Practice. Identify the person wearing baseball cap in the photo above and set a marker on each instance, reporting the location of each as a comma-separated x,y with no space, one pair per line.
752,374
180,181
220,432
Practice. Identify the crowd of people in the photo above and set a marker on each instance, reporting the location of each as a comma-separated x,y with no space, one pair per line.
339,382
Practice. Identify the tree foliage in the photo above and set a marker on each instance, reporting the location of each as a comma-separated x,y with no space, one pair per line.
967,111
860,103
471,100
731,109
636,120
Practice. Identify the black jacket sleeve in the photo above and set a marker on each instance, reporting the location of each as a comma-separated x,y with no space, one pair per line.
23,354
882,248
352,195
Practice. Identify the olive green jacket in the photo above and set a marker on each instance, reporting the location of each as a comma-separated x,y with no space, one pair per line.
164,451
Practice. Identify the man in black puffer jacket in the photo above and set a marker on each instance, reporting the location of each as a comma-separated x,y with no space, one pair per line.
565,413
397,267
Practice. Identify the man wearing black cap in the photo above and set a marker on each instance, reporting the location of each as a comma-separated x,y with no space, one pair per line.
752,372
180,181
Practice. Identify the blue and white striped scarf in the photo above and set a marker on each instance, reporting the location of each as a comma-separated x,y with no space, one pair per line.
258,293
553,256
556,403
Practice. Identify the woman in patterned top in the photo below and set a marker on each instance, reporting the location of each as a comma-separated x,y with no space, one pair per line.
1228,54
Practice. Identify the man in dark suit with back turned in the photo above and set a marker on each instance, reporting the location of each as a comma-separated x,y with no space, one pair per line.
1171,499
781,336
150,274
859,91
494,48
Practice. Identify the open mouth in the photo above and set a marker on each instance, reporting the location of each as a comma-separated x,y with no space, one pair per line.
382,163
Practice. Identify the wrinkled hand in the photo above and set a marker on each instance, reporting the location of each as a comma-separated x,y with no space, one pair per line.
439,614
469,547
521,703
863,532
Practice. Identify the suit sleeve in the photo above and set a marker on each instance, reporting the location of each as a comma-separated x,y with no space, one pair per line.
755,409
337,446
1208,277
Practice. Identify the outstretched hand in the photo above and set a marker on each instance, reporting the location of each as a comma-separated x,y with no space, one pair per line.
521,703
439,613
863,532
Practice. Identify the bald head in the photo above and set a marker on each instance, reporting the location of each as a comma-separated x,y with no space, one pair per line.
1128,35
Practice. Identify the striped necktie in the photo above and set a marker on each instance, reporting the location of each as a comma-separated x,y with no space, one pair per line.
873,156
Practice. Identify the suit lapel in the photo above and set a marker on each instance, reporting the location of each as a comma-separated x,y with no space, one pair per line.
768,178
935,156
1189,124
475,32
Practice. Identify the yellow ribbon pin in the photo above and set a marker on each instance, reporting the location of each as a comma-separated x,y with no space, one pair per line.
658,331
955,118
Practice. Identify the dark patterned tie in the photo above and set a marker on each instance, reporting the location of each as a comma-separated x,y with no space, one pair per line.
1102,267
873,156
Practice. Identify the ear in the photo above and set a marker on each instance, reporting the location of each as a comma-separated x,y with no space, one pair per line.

•••••

WORK INSTRUCTIONS:
The line containing "Practice. Identify the suit lapel" marks where to begin; copy it and every later line exactly, through the end of the data.

OUTPUT FOR THIS EXERCISE:
Practice. Identify the suit lapel in the photo above and set a marker on each instance, reporting the location of each as a comma-separated x,y with no space, one pair per line.
768,178
935,156
1189,124
475,32
Practice. Identify the yellow ribbon pin in the photo above and set a marker on each instance, reporting the location of each as a comma-separated x,y with no space, one pair per line.
658,331
955,118
Practice. Identify the dark patterned tie in the photo above and set a marker on each instance, reporting the location of each as a comma-separated x,y with no space, one pair per line.
1102,267
873,156
Practice. Identify the ear in the photo above and set a marker on each instance, reporting the location of each as a comma-separated x,y with no space, one pair per line.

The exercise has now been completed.